● **WORK TO COMPLETE**: Rewrite the part of the rows below that opens with the line containing "woman's eye carries" and closes with the line containing "[(129, 123), (160, 124)]", both lines included, keeping the request as is. Shift every x and y coordinate in the answers by adding 97 to it.

● **Items from a dataset**:
____________________

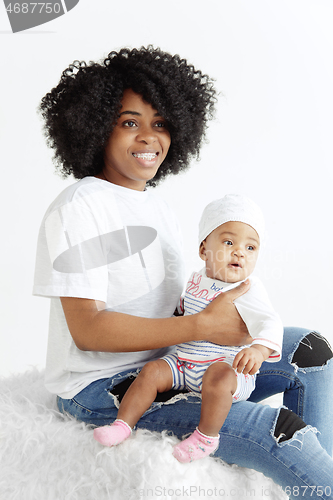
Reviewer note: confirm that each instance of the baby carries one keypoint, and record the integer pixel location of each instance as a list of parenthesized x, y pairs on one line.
[(230, 232)]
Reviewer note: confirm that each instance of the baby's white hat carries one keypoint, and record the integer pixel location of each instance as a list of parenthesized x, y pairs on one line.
[(232, 207)]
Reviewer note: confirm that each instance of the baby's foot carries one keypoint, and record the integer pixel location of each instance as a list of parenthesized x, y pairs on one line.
[(196, 446), (110, 435)]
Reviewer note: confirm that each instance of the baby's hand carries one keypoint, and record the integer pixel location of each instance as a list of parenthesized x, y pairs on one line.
[(249, 360)]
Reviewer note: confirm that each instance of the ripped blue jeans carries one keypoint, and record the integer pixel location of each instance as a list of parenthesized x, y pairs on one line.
[(283, 445)]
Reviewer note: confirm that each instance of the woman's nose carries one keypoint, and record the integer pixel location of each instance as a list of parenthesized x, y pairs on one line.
[(147, 135)]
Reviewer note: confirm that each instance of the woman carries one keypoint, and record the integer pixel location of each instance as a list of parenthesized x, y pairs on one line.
[(109, 256)]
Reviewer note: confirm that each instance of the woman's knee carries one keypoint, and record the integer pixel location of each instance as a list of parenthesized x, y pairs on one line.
[(313, 350)]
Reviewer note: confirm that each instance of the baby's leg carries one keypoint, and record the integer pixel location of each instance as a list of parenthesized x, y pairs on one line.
[(155, 376), (218, 385)]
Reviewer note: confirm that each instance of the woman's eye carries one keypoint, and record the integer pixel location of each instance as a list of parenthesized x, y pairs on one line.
[(129, 123), (160, 124)]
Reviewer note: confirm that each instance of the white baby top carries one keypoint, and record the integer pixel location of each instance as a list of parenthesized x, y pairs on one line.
[(109, 243)]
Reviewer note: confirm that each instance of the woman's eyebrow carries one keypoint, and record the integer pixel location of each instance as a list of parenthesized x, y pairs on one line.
[(136, 113)]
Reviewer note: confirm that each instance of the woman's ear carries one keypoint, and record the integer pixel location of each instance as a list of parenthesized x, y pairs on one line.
[(202, 250)]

____________________

● **CORRECT ANSWER**:
Reviewer note: confirm that each instance of the woman's eye carries one keypoint, and record the integer pixel location of each instance as a list of parenthesized x, y pairs on one line.
[(226, 220), (257, 221)]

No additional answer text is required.